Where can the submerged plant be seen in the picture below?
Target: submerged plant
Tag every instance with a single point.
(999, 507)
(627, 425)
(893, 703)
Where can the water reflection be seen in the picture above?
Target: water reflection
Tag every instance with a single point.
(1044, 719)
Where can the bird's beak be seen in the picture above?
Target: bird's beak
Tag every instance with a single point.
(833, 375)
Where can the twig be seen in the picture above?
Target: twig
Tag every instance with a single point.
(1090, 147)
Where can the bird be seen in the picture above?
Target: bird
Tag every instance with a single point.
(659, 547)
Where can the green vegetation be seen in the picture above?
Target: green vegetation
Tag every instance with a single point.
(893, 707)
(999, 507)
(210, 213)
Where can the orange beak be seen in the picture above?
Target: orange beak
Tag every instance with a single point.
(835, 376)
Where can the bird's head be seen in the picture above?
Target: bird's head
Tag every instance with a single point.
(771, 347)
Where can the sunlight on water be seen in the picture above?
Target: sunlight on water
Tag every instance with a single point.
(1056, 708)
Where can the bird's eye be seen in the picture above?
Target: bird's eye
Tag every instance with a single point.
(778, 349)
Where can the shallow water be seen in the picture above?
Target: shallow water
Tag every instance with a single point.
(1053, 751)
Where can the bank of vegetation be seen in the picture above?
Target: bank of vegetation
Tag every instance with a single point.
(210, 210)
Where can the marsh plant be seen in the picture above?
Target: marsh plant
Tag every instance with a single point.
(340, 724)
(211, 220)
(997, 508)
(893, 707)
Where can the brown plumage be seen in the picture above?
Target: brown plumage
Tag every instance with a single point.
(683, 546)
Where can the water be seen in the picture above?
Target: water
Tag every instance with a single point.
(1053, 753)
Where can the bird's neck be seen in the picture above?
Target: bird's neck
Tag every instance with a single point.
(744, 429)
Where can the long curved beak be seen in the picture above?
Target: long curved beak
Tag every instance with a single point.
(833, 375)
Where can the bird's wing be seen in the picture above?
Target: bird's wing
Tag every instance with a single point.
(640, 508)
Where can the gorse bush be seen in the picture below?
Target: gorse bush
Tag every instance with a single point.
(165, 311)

^^^^^^^^^^^^^^^^

● **Given problem**
Rewrite the lines starting at the one containing "Where can the gorse" and ending at the last line of the material. Keep every text line unchanged, and multiply each point coordinate in the answers by 0.6, rounding to whole numbers with halves rounded up.

● **Task output**
Where can the gorse bush be seen in the picture below?
Target: gorse bush
Tag every instance with a single point.
(99, 187)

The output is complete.